##### Texto de la página #####
A la pregunta de por qué nuestra vida la domina el desencanto, la angustia, el miedo a la guerra o la guerra; Pasolini decide contestar, como no podría ser de otra manera en él, con un poema. Sin orden cronológico, ni lógico, distintas voces van generando un molde que se superpone a cada una de las imágenes elegidas, buscadas, consiguiendo vaciar no sólo dichas imágenes, sino también las propias palabras: el vaciado como modo de verter contenido a las cosas, de configurar o dar forma a un poema, es decir, de construir pura forma.
En esa relación de imágenes y texto, en ese intercambio de contenido, podemos ver cómo funciona la correlación entre lo dicho y lo mostrado. Una correspondencia donde se percibe un equilibrio irregular entre las partes, pero en la que existe una conexión respetuosa, como si una se soportase en la otra, como si una soportase a la otra; esto es, como imbricadas o acopladas, nunca pegadas o mezcladas. Lo más parecido a un juego de resistencias, un baile donde se rebasan los cuerpos, pero sin perder el sostén desde el que se postula, en otras palabras, sin perder la posición.
La manera de remarcar insistentemente el lugar desde donde se habla será el eje para comprender la imposibilidad de encontrar un terreno imparcial, neutro, ya que tanto en la palabra como en la imagen se despliega una actitud irreconciliable hacia lo estéril. La pasión será la postura que confrontará a una pretendida indiferencia: “Sí, voz de los industriales, voz de la imparcialidad fingida. Se vuelven poetas porque la poesía es pura forma, voz del formalismo incorregible.” Este formalismo incorregible será el que nos desborde, el que se convierta en método para sobrepasarnos a cada fotograma, a cada palabra y con el que consigamos extraer la esencia, alcanzar la forma.
#####
**Qué hacer:**
Responde según el texto de la página:
1. ¿Con qué decide contestar Pasolini a la pregunta de por qué nuestra vida la domina el desencanto?
2. ¿A qué se parece más la relación entre imágenes y texto?
3. ¿Qué postura confrontará a una pretendida indiferencia?
El material que viene a continuación es aparte y no forma parte del texto de la página.
##### Material extraído #####
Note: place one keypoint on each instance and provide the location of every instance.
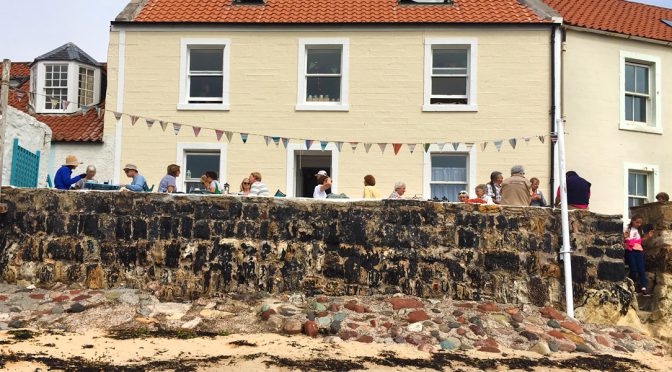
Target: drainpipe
(557, 126)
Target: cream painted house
(617, 94)
(396, 72)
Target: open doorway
(307, 163)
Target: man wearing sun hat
(63, 178)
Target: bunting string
(323, 144)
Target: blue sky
(35, 27)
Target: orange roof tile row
(618, 16)
(337, 11)
(65, 127)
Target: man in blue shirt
(63, 178)
(138, 183)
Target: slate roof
(65, 127)
(617, 16)
(330, 12)
(68, 52)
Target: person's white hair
(517, 169)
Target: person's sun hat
(72, 160)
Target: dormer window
(65, 79)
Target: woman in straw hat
(63, 178)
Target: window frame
(44, 88)
(471, 44)
(304, 45)
(653, 183)
(184, 148)
(468, 150)
(186, 44)
(654, 107)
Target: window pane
(206, 86)
(642, 79)
(440, 191)
(629, 109)
(629, 78)
(449, 168)
(449, 58)
(325, 89)
(639, 113)
(449, 86)
(206, 59)
(324, 61)
(199, 163)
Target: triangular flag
(498, 144)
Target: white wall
(98, 154)
(33, 136)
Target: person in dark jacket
(578, 192)
(63, 179)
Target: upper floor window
(56, 86)
(450, 75)
(86, 86)
(323, 74)
(204, 81)
(640, 87)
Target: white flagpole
(566, 249)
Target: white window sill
(644, 128)
(322, 107)
(450, 107)
(203, 106)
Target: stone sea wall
(183, 247)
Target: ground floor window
(448, 175)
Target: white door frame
(291, 166)
(181, 160)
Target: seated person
(88, 177)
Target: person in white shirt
(257, 188)
(323, 184)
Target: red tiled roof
(64, 127)
(336, 11)
(618, 16)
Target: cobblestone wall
(183, 247)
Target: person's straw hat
(72, 160)
(130, 167)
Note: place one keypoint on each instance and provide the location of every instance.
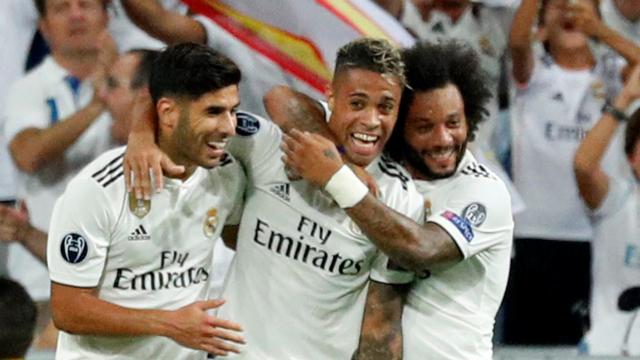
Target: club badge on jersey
(210, 222)
(138, 207)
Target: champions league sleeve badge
(139, 208)
(73, 248)
(475, 214)
(210, 222)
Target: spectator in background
(485, 28)
(55, 121)
(561, 89)
(18, 315)
(614, 202)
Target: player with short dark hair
(131, 277)
(461, 254)
(17, 319)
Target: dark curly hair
(632, 133)
(431, 66)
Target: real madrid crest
(138, 207)
(598, 89)
(427, 209)
(210, 222)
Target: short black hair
(431, 66)
(18, 315)
(143, 70)
(41, 6)
(377, 55)
(190, 70)
(632, 133)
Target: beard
(416, 162)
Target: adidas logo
(282, 191)
(139, 234)
(558, 97)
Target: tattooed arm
(413, 246)
(381, 334)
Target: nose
(441, 136)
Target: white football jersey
(450, 313)
(153, 254)
(40, 99)
(615, 267)
(299, 278)
(553, 113)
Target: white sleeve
(79, 235)
(385, 270)
(21, 112)
(256, 146)
(240, 183)
(477, 215)
(619, 191)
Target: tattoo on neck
(330, 154)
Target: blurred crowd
(558, 69)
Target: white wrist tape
(346, 188)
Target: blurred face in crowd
(200, 128)
(629, 9)
(436, 132)
(559, 28)
(364, 108)
(73, 26)
(452, 8)
(119, 96)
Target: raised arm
(381, 334)
(164, 25)
(33, 148)
(80, 311)
(413, 246)
(591, 24)
(593, 182)
(393, 7)
(521, 40)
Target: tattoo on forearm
(329, 154)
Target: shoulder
(105, 172)
(477, 189)
(390, 174)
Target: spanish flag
(301, 36)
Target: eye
(357, 104)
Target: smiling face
(559, 28)
(436, 133)
(195, 133)
(364, 110)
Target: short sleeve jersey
(553, 113)
(154, 254)
(615, 267)
(450, 313)
(40, 99)
(298, 282)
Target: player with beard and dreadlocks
(461, 254)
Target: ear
(330, 97)
(168, 113)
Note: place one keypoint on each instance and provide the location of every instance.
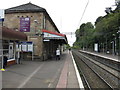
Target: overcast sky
(66, 14)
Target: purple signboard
(25, 24)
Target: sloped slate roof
(29, 7)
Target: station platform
(52, 73)
(104, 55)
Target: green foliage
(104, 31)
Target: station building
(9, 40)
(43, 37)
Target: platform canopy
(49, 35)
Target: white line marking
(78, 75)
(30, 76)
(101, 56)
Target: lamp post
(119, 41)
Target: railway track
(94, 75)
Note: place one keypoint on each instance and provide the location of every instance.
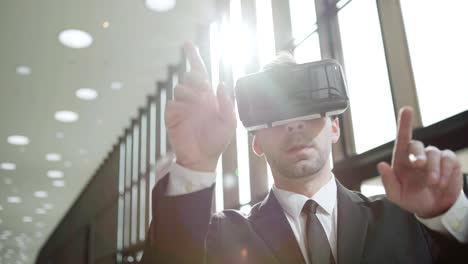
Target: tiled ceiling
(135, 49)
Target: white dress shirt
(454, 222)
(327, 213)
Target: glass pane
#####
**Respuesta:**
1. Con un poema.
2. A un juego de resistencias.
3. La pasión.